→ Problems
- 1) In the passage on RTR partitions, what is the most characters a valid partition name can have?
- 2) How many lines in the rows contain the string "suspension"? Reply with the number alone.

— START Selected passage —

Partitions can be defined by the system manager using the create partition system management command, or by using rtr_open_channel() flag arguments. The system manager can set partition characteristics with this command and applications can open channels to the partition by name. See Section 3.4 for an example of passing a partition name with rtr_open_channel() .

3.2.4 Name Format and Scope

A valid partition name can contain no more than 63 characters. It can combine alphanumeric characters (abc123), the underscore (_), and the dollar sign ($). Partition names must be unique within a facility name and should be referenced on the command line with the facility name when using partition commands. Partition names exist only on the backend where the partition resides. You wwil not see the partition names at the RTR routers.

3.3 Life Cycle of a Partition

This section describes the life cycle of partitions, including the ways they can be created and their persistence.

— END Selected passage —
— START Recorded information —

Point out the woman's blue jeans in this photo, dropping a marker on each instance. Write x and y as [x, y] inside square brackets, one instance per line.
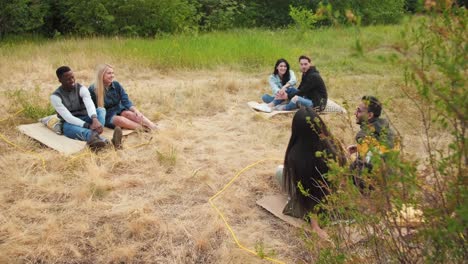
[81, 133]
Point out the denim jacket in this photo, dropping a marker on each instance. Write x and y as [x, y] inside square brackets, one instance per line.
[275, 82]
[115, 99]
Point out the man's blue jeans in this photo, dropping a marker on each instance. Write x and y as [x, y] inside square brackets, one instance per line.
[266, 98]
[81, 133]
[300, 101]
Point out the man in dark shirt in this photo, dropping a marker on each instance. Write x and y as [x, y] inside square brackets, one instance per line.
[311, 92]
[375, 136]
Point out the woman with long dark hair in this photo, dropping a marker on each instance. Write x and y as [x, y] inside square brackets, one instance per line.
[120, 111]
[310, 148]
[282, 80]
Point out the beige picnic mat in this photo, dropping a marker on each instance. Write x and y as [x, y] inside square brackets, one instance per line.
[60, 143]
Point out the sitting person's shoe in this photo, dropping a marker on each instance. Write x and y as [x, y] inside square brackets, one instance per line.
[95, 143]
[262, 107]
[117, 138]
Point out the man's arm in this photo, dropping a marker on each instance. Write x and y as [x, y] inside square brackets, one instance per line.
[91, 109]
[292, 78]
[64, 112]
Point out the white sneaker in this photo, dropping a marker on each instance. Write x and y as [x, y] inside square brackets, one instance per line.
[280, 107]
[262, 107]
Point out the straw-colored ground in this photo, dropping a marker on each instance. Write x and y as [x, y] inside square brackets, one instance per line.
[148, 203]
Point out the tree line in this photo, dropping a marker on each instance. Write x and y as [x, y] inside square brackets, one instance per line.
[148, 18]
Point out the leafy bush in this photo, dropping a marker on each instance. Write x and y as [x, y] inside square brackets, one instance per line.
[21, 16]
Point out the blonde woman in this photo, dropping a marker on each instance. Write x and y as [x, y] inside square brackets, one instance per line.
[120, 111]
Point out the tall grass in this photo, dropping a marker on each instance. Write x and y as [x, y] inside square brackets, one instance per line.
[243, 49]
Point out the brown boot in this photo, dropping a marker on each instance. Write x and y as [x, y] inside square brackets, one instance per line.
[95, 143]
[117, 138]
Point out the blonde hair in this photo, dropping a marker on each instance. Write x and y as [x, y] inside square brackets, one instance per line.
[99, 83]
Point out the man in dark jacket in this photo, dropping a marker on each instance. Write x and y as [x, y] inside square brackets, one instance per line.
[311, 92]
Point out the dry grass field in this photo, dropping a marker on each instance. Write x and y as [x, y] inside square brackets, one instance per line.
[148, 203]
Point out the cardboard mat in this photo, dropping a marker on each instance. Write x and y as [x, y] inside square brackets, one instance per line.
[332, 107]
[60, 143]
[275, 205]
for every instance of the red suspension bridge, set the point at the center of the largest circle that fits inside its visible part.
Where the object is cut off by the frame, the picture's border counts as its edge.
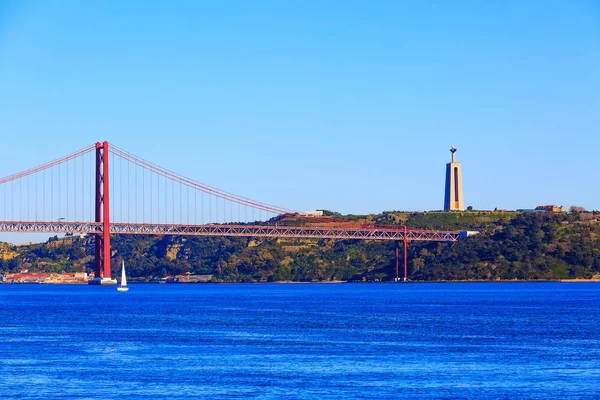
(103, 190)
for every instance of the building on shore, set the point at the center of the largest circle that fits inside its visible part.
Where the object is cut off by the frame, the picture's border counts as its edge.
(453, 198)
(552, 208)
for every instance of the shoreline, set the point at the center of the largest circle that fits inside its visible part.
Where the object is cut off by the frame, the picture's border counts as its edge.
(574, 280)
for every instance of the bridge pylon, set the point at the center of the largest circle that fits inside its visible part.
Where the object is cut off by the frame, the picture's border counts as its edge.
(102, 239)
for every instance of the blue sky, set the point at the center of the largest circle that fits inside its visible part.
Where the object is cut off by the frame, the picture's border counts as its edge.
(344, 105)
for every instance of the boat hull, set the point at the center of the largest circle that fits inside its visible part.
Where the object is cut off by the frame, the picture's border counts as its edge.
(102, 281)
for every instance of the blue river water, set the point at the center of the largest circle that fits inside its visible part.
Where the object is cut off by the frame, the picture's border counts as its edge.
(301, 341)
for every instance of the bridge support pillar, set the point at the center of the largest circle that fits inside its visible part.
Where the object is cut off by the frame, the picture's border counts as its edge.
(405, 246)
(405, 249)
(102, 239)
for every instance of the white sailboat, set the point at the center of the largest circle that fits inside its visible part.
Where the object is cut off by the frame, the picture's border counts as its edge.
(123, 287)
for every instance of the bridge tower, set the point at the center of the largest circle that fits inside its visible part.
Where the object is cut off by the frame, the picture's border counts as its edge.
(102, 239)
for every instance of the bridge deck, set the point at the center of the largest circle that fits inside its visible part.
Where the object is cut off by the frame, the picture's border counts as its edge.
(375, 233)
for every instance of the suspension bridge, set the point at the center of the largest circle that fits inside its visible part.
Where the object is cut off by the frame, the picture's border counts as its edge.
(102, 190)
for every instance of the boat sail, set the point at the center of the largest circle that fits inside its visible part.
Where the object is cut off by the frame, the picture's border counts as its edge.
(123, 287)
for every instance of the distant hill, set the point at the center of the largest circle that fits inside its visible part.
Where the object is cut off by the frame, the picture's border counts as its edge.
(523, 246)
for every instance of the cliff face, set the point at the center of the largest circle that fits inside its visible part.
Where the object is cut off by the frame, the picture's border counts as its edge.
(510, 246)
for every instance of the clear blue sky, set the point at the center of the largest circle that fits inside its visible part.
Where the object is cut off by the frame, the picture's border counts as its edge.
(345, 105)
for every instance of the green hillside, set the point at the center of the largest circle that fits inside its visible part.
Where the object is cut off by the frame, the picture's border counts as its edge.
(510, 246)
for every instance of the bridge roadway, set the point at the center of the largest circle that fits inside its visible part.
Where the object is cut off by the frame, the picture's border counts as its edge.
(370, 233)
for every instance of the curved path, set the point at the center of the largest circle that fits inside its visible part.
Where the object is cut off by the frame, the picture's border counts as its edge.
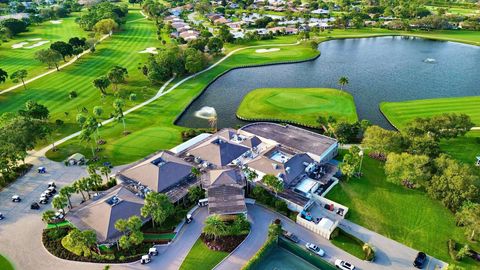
(73, 60)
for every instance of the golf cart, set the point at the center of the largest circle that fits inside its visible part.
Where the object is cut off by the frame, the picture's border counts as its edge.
(34, 206)
(52, 190)
(16, 198)
(43, 199)
(153, 251)
(145, 259)
(189, 219)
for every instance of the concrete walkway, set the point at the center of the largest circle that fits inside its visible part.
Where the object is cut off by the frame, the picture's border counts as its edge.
(390, 254)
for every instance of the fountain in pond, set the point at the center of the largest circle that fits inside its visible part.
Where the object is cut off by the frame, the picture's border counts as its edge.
(206, 113)
(430, 61)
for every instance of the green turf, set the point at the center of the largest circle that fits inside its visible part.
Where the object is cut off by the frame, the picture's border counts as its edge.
(407, 216)
(465, 149)
(348, 244)
(5, 264)
(22, 58)
(152, 126)
(201, 257)
(299, 105)
(120, 49)
(401, 113)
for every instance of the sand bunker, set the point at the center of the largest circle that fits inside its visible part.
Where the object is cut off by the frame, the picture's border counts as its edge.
(19, 45)
(151, 50)
(267, 50)
(206, 112)
(40, 43)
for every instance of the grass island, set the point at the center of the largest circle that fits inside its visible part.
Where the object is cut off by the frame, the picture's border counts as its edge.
(297, 105)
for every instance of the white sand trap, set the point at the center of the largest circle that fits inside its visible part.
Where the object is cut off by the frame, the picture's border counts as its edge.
(40, 43)
(151, 50)
(19, 45)
(267, 50)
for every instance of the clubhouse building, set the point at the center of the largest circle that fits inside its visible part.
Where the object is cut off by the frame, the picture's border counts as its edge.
(300, 159)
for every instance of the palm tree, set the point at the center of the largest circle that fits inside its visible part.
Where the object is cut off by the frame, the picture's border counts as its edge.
(118, 105)
(343, 81)
(212, 121)
(77, 185)
(214, 226)
(48, 216)
(101, 83)
(67, 192)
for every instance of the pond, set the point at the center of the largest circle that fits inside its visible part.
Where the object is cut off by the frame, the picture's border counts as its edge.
(379, 69)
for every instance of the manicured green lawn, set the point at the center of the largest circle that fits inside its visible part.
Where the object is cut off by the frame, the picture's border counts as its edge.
(407, 216)
(201, 257)
(465, 149)
(5, 264)
(152, 126)
(401, 113)
(348, 244)
(23, 58)
(299, 105)
(120, 49)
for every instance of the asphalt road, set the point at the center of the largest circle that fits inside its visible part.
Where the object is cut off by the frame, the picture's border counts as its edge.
(20, 232)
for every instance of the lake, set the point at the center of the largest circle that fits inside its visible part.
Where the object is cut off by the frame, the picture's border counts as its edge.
(379, 69)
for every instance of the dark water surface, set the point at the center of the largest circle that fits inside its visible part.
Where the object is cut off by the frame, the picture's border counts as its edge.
(379, 69)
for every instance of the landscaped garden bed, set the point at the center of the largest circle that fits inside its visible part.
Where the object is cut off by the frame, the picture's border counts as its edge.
(52, 240)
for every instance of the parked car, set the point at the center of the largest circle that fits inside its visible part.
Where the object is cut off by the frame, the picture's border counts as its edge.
(420, 260)
(145, 259)
(320, 252)
(341, 264)
(34, 206)
(290, 236)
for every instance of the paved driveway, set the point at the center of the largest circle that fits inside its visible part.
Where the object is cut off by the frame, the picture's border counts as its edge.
(390, 255)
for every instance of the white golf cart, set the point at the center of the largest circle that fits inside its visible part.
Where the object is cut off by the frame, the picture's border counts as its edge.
(153, 251)
(16, 198)
(145, 259)
(189, 218)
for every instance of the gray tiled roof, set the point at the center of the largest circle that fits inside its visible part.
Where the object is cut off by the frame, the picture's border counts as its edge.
(297, 138)
(101, 214)
(159, 172)
(295, 164)
(219, 152)
(226, 200)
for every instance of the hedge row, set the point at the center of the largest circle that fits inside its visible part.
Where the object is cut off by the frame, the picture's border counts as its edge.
(52, 240)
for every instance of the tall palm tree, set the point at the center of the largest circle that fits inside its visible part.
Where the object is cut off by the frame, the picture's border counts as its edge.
(343, 81)
(212, 121)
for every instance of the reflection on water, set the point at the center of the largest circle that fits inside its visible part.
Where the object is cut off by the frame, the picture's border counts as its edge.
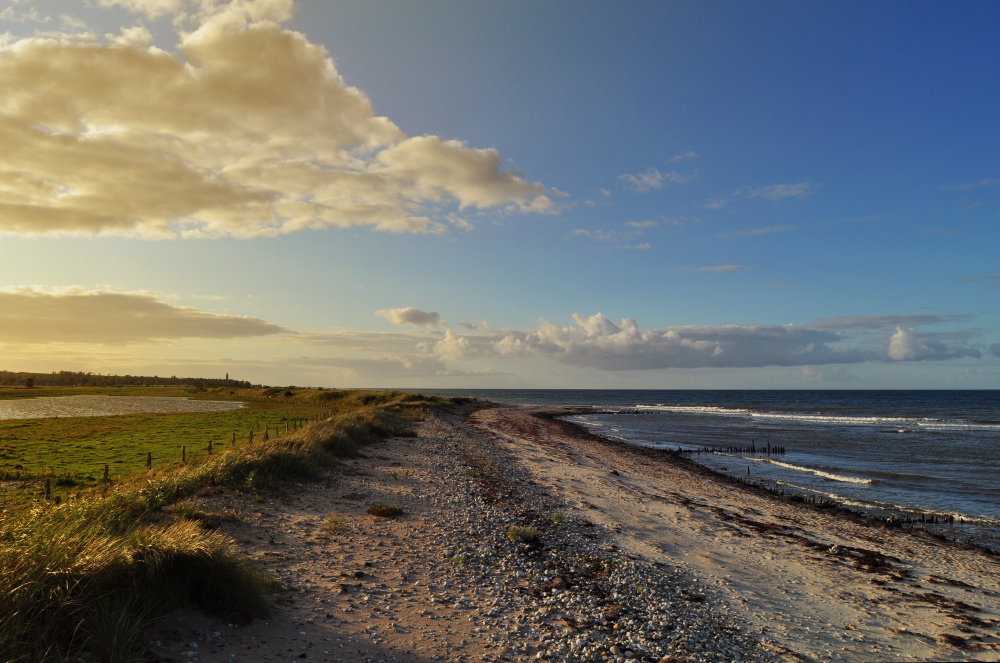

— END Recorded information —

→ Answer list
- 1) 63 characters.

- 2) 2